(About this task):
Return each line of the data below unchanged, please.

-=-=-

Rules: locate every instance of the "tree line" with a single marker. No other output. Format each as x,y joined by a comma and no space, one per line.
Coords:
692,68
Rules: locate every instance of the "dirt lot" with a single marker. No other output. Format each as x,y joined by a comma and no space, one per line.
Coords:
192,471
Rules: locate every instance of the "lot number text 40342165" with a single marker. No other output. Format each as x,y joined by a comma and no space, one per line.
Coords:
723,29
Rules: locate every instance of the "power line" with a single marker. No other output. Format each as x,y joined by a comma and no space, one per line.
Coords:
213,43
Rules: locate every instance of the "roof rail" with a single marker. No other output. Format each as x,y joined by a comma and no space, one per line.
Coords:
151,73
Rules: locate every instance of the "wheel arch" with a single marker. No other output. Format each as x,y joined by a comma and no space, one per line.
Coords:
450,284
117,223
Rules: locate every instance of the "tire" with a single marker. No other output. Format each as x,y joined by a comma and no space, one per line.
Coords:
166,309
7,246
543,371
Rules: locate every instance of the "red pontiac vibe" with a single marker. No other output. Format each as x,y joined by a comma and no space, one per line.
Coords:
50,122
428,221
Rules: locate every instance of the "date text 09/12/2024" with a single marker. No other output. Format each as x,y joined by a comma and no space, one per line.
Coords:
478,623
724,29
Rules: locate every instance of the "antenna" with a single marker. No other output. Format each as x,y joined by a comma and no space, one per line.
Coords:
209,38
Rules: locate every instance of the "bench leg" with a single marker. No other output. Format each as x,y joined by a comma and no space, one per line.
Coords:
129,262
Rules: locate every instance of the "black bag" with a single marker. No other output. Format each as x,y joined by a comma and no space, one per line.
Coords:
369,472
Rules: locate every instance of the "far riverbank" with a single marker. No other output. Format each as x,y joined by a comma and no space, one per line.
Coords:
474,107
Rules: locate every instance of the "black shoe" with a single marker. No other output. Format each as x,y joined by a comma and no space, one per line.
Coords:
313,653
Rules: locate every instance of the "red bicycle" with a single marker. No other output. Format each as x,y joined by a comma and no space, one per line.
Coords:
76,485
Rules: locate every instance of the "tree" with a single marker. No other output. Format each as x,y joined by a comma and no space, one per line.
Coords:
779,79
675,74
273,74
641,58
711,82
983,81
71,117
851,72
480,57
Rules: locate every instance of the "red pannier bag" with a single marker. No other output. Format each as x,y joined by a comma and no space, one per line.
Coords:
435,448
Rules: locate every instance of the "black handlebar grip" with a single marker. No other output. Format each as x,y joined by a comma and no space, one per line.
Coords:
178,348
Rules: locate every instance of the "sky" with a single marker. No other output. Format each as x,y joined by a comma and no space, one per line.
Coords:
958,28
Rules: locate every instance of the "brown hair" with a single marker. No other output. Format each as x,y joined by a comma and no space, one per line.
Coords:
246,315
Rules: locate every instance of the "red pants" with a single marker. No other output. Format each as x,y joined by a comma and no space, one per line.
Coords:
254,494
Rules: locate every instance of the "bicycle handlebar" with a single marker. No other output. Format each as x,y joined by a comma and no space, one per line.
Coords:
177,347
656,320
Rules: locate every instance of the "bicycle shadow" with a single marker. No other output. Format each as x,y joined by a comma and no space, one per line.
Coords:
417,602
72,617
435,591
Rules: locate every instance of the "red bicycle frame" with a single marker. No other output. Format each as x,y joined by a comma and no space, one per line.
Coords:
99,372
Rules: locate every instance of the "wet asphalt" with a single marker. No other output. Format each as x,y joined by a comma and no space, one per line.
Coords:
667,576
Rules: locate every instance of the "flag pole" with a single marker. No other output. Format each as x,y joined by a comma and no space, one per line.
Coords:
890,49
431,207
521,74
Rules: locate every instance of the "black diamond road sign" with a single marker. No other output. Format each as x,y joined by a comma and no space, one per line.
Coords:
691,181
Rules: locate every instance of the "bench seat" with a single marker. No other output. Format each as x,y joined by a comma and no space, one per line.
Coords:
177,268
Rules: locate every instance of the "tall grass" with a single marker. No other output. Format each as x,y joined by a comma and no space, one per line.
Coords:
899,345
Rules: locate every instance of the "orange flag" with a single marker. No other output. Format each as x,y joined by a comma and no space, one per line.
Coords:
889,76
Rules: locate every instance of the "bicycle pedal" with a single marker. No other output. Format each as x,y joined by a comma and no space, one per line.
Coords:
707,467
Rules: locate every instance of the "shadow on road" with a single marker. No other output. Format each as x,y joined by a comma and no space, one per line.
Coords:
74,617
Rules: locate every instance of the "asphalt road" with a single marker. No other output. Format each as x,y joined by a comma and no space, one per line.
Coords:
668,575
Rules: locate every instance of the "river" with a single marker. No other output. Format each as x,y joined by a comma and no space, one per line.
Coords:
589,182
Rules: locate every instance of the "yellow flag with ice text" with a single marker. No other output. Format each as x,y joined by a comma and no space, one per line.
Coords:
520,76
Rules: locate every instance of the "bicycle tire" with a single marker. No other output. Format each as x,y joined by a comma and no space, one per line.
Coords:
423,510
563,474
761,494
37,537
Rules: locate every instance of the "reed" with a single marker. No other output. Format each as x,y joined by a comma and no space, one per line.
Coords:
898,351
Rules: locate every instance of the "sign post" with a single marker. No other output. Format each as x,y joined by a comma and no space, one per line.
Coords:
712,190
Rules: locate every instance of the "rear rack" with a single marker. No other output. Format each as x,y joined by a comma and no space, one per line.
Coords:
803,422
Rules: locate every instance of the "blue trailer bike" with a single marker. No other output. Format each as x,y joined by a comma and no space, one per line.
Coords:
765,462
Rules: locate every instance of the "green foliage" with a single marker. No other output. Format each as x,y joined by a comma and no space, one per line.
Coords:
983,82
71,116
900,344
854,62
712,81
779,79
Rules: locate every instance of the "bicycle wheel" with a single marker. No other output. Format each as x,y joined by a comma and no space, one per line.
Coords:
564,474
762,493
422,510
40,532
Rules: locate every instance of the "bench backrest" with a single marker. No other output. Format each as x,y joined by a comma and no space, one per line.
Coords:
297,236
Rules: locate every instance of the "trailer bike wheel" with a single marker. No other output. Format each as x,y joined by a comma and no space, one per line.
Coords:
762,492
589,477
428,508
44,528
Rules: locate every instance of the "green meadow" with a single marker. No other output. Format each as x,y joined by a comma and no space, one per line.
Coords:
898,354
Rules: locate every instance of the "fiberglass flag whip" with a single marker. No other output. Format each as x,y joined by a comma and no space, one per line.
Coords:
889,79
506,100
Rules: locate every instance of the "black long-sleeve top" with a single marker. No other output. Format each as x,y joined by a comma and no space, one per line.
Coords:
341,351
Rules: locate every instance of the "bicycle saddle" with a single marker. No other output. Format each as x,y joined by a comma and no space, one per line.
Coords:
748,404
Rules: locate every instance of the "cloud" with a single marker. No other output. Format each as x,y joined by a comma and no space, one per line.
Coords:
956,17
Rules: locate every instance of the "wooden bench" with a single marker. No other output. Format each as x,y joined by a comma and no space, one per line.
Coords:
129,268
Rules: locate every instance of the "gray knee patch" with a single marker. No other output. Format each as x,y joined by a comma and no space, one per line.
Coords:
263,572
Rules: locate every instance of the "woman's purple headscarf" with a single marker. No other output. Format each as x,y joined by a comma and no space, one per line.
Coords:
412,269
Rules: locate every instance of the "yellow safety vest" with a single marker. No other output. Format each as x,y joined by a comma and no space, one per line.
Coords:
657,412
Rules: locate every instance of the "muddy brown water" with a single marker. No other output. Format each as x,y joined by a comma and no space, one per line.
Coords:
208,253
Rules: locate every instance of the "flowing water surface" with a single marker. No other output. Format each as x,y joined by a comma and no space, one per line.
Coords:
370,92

-=-=-

(Written response):
Rules: locate every instance of the "tree line" with a single marker. No other output. Format each as x,y joined by a comma and no space, one per line.
Coords:
692,68
Rules: locate every instance of the "dirt lot" with a single marker. No other output. Format each as x,y joined by a comma and no space, one per line.
Coords:
192,471
Rules: locate every instance of the "lot number text 40342165" with a single marker. No other output. Format each as x,y joined by a comma and no space, one per line.
Coords:
723,29
Rules: locate every instance of the "power line" with a single marker. No other output. Format each as x,y joined by a comma and no space, one per line.
Coords:
213,43
Rules: locate every instance of the "roof rail" with a single marker. No other output. Format each as x,y joined by a comma and no space, one per line.
Coords:
151,73
Rules: locate every instance of the "wheel arch" with a single marker. No other output. Format each as x,y joined by a comma and no space, one per line.
Coords:
450,284
117,223
Rules: locate every instance of the "tire" with a single marker. No other output. Format each as x,y joined by a comma and no space, one per line.
Coords:
166,309
7,246
543,371
Rules: locate every instance of the "red pontiac vibe" with a single marker. No other output. Format each as x,y joined by a comma and no space, one per line.
Coords:
50,122
428,221
Rules: locate every instance of the "date text 09/12/2024" with a single marker. No other output. Format each as x,y joined by a comma and no space, one per line.
Coords:
478,623
724,29
Rules: locate every instance of the "antenna" with a single marker. No other output. Format each as x,y joined by a comma and no space, one per line.
Coords:
209,38
Rules: locate every instance of the "bench leg" with a single marker. No other output. Format each as x,y joined by a comma and no space, one per line.
Coords:
129,262
Rules: locate every instance of the "black bag" with a single marker. No other output. Format each as x,y joined by a comma and no space, one per line.
Coords:
369,472
Rules: locate every instance of the "far riverbank" with a single marker. No other output. Format each as x,y joined by a comma and no space, one per line.
Coords:
474,107
Rules: locate every instance of the "black shoe" with a single marker. No other output. Format each as x,y joined by a comma and no space, one per line.
Coords:
313,653
Rules: locate every instance of the "red bicycle" with a single marker. No other output. Format each as x,y joined by a comma and no space, one per line.
Coords:
76,485
Rules: locate every instance of the "tree" with a single marker. No other output. Format each as x,y joined by a comma and no space, one per line.
Coords:
779,79
675,74
273,74
641,58
711,82
983,81
71,117
851,72
480,57
Rules: locate every instance of the "red pannier bag" with a single marker. No other output. Format each as x,y joined by a comma and no space, one per line.
Coords:
435,448
Rules: locate every instance of the "black handlebar grip" with a single marker. No other output. Format each as x,y joined by a comma and no space, one per line.
Coords:
178,348
Rules: locate every instance of the "sky" with a single marker. No other output. Format each as x,y joined by a comma and no space, one per line.
Coords:
958,28
Rules: locate every instance of the "brown hair" with a single marker. No other output. Format each as x,y joined by a comma and no space, one per line.
Coords:
246,315
Rules: locate every instance of the "red pants" with a single marker. No other output. Format each as x,y joined by a comma and no space, one per line.
Coords:
254,494
Rules: locate every instance of the "bicycle handlebar" with a single marker. No other output. Format each as x,y joined by a comma and no space, one per line.
Coords:
177,347
656,320
Rules: locate every instance of the "bicycle shadow" with a single marker. No other output. Format each as x,y joined by a comma and no space, one per line.
Coords:
417,602
72,617
435,591
Rules: locate every instance of the "red bicycle frame" with a single marker. No other output. Format each as x,y joined by a comma and no space, one per line.
Coords:
99,372
Rules: locate every instance of the "wet asphalt" with a single marker. No other output. Format each as x,y joined by a comma and no space, one per line.
Coords:
667,576
Rules: locate every instance of the "flag pole" with a single marker. No other output. Format each as x,y joined by a comma and no space, one per line.
Coords:
890,49
431,207
521,74
Rules: locate every instance of the "black diamond road sign" with a single marker. No other output. Format each as x,y joined by a comma and no space, one per line.
Coords:
691,181
Rules: locate every instance of the "bench seat" with a single marker. No other output. Format each as x,y joined by a comma and no space, one per line.
Coords:
177,268
Rules: locate every instance of the "tall grass" with a single marker. No other output. Format each as x,y joined by a comma and no space, one per line.
Coords:
899,345
Rules: locate every instance of the "orange flag" with a single marker. No other output. Format each as x,y joined by a comma and no space, one per line.
Coords:
889,76
Rules: locate every instance of the "bicycle pedal" with a single marker. No other output. Format each as x,y joined by a comma and no space, one per line.
Coords:
707,467
Rules: locate every instance of the "shadow on road" with a single marker. No other output. Format each as x,y joined by a comma and no space, one per line.
Coords:
74,617
Rules: locate every instance of the "asphalt road" with a single marker. No other output. Format each as x,y joined by a comma and no space, one per line.
Coords:
668,575
Rules: locate every instance of the "river" with a single marker. No other output. Format each as x,y joined by a comma and no space, one per line.
Coords:
589,182
Rules: locate every instance of the "yellow flag with ice text" with a single marker. No other output. Format each as x,y joined by a comma and no space, one per line.
Coords:
520,76
Rules: locate every instance of the "bicycle tire" with a single marker. No other output. Format each as x,y joined by a comma and no space, one per line.
Coords:
423,510
563,474
761,494
37,537
Rules: locate every instance of the "reed" with a single marker. No other output. Format each as x,y joined by a comma and no space, one per line.
Coords:
898,351
Rules: locate every instance of the "sign post" with a single marker. No other output. Format each as x,y joined by a comma and no space, one per line.
Coords:
712,190
Rules: locate every instance of the "rear rack" with a single marker. No other output. Format each as x,y joined by a comma and no space, one per line.
Coords:
803,422
Rules: locate every instance of the "blue trailer bike" with a single marker. No other output. Format each as x,y joined by a comma and no space, one per line.
Coords:
765,462
Rules: locate every instance of the "green foliage" with a single marker. No other output. Format each as x,y joined by a comma and no space, one per line.
Coords:
983,82
71,116
900,344
854,62
712,81
779,79
Rules: locate every instance of the "bicycle wheel" with a single marker. No other output. Format each as x,y joined by a comma and no space, one per line.
Coords:
564,474
762,493
422,510
40,532
Rules: locate every instance of the "bench backrest" with a single marker. No other output. Format each as x,y joined by a comma and no space, one per line.
Coords:
297,236
Rules: locate every instance of the "trailer bike wheel" with a single marker. No other output. Format each as x,y joined by a comma and no space, one per line.
Coords:
762,492
589,477
428,508
44,528
Rules: locate every instance of the "green meadow" with a single marker. No other output. Format each as x,y joined by a comma and no space, one per line.
Coords:
898,354
Rules: locate every instance of the "fiberglass flag whip" with a single marker. No other output. Format each as x,y joined by a comma and no space, one per line.
Coords:
889,79
506,100
Rules: locate every instance of the "black long-sleeve top" with a single marker. No other output. Format each as x,y joined by a comma and no space, one per line.
Coords:
341,351
Rules: locate every instance of the "bicycle saddle" with a single marker. No other output. Format each as x,y joined by a comma and no space, one per line.
Coords:
748,404
Rules: locate every instance of the "cloud" with a single marker. No other output. Format each as x,y joined by a comma and no space, one per line.
Coords:
956,17
Rules: locate every instance of the "wooden bench" with a single marker. No other output. Format each as x,y joined by a comma and no space, one per line.
Coords:
129,268
Rules: locate every instance of the "gray knee patch" with a single marker. No other output. Format each as x,y joined by a comma and no space, one per line.
Coords:
263,572
Rules: locate every instance of the "woman's purple headscarf" with a single marker. No other output. Format each as x,y joined by a comma and no space, one per line.
Coords:
412,269
Rules: locate every instance of the "yellow safety vest" with a single marker. No other output. Format each as x,y joined by a comma and no space, one per line.
Coords:
657,412
Rules: locate every instance of the "muddy brown water" with a single marker. No other output. Format each as x,y joined by a comma and no space, one per line.
Coords:
208,253
Rules: locate every instance of the "flowing water surface" with a single marker. No other output. Format each as x,y joined by a comma and no space, one per line.
Coords:
370,92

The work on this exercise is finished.